### DATA PROVIDED
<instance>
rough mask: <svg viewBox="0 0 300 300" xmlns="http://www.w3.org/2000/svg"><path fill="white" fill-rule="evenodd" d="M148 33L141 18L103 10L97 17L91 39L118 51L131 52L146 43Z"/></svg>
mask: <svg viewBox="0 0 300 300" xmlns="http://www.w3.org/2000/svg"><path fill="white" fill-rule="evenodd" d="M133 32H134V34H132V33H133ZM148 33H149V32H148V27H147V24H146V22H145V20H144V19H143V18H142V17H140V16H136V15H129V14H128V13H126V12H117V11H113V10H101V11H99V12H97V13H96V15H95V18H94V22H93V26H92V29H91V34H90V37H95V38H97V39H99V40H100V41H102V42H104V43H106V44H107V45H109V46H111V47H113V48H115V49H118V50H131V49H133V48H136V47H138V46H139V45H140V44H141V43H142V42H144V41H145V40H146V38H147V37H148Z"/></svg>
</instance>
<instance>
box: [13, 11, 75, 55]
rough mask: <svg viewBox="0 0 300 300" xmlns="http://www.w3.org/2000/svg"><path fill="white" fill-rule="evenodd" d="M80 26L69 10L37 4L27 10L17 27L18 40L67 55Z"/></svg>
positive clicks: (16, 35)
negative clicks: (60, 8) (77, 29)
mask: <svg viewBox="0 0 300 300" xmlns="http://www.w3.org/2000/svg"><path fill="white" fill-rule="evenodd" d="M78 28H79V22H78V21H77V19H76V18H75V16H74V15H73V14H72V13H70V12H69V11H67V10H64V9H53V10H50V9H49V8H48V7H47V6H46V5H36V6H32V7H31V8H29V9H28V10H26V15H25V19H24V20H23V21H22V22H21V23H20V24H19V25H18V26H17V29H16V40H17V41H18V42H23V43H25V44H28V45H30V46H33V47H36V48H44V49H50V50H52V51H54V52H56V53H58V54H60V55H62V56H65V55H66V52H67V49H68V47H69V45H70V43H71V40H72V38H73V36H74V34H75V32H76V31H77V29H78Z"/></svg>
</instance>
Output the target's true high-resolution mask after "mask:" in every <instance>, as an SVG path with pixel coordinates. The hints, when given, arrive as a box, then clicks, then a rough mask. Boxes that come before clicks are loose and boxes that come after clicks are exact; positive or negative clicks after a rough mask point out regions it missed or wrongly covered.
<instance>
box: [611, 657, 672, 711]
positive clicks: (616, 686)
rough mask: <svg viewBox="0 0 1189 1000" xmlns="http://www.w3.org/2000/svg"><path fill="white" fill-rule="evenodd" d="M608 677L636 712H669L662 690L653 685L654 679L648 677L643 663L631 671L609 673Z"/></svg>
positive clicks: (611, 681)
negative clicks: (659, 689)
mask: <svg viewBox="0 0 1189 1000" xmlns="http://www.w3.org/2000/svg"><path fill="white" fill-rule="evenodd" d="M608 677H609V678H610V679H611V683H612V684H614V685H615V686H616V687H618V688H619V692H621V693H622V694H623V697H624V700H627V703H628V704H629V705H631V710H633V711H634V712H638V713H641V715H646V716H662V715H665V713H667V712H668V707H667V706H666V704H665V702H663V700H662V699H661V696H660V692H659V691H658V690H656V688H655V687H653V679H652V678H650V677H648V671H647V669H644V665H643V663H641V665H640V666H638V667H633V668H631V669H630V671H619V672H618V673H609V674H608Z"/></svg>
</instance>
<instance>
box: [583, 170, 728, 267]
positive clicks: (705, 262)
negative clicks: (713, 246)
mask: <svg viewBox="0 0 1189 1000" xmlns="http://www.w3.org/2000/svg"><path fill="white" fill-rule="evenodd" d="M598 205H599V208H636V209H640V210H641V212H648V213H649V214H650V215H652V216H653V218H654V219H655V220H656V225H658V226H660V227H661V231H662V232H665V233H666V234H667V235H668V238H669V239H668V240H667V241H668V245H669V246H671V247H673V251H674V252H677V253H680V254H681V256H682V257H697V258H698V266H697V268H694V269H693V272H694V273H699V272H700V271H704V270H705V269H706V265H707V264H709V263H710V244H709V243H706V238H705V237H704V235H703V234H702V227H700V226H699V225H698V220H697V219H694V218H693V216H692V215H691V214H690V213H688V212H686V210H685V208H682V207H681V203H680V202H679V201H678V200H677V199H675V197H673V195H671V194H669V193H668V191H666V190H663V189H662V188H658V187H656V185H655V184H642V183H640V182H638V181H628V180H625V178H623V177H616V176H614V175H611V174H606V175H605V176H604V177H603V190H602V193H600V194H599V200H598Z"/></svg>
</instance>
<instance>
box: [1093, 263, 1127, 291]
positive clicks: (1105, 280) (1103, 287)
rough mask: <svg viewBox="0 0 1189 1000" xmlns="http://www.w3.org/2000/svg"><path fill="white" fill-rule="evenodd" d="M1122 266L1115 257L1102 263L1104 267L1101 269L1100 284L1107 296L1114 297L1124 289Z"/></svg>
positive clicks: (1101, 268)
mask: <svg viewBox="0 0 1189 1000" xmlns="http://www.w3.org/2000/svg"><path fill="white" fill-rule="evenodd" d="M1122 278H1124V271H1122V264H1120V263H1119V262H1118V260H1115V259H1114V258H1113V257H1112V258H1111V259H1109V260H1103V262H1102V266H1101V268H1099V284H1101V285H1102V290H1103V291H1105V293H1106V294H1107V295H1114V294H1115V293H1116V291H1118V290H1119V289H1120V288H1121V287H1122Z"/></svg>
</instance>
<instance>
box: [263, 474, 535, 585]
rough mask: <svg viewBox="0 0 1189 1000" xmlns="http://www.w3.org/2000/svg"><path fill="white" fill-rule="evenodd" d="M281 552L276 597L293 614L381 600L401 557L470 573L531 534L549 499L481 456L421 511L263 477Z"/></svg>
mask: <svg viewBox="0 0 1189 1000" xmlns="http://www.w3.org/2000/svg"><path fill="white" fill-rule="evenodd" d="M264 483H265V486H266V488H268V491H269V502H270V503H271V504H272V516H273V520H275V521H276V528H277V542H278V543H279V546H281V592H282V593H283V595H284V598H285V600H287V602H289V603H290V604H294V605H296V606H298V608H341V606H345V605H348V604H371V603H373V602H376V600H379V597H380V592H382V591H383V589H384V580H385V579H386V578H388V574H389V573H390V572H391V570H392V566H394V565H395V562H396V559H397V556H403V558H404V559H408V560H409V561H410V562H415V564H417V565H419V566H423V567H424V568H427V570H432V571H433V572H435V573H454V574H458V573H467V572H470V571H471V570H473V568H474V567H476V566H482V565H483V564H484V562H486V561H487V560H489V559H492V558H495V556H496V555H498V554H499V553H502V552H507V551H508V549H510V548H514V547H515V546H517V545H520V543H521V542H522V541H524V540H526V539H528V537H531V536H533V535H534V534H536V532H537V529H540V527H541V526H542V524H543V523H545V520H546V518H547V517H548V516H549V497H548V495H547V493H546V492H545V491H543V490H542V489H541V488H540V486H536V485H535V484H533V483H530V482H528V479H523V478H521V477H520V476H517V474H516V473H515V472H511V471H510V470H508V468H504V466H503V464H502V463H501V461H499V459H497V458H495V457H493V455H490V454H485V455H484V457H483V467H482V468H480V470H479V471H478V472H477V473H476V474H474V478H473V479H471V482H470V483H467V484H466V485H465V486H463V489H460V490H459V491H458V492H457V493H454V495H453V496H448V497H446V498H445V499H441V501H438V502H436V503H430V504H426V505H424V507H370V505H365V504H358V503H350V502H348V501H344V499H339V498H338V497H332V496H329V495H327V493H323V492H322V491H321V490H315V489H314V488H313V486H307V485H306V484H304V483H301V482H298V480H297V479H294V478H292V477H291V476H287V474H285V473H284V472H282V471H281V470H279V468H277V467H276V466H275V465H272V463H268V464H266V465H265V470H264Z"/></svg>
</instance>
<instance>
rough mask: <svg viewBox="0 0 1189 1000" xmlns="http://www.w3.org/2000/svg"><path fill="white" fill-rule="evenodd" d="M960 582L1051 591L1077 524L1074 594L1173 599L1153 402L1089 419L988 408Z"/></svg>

### EXERCISE REQUIREMENTS
Go back to the listing above. Copy word for word the lines from the one with "positive clicks: (1101, 268)" through the one with "box: [263, 474, 535, 585]", and nothing more.

### OUTPUT FOR THIS EXERCISE
positive clicks: (1101, 268)
mask: <svg viewBox="0 0 1189 1000" xmlns="http://www.w3.org/2000/svg"><path fill="white" fill-rule="evenodd" d="M1122 278H1124V271H1122V264H1120V263H1119V262H1118V260H1115V259H1114V258H1113V257H1112V258H1111V259H1109V260H1103V262H1102V266H1101V268H1099V284H1101V285H1102V290H1103V291H1105V293H1106V294H1107V295H1114V294H1115V293H1116V291H1118V290H1119V289H1120V288H1121V287H1122Z"/></svg>
</instance>
<instance>
box: [263, 474, 535, 585]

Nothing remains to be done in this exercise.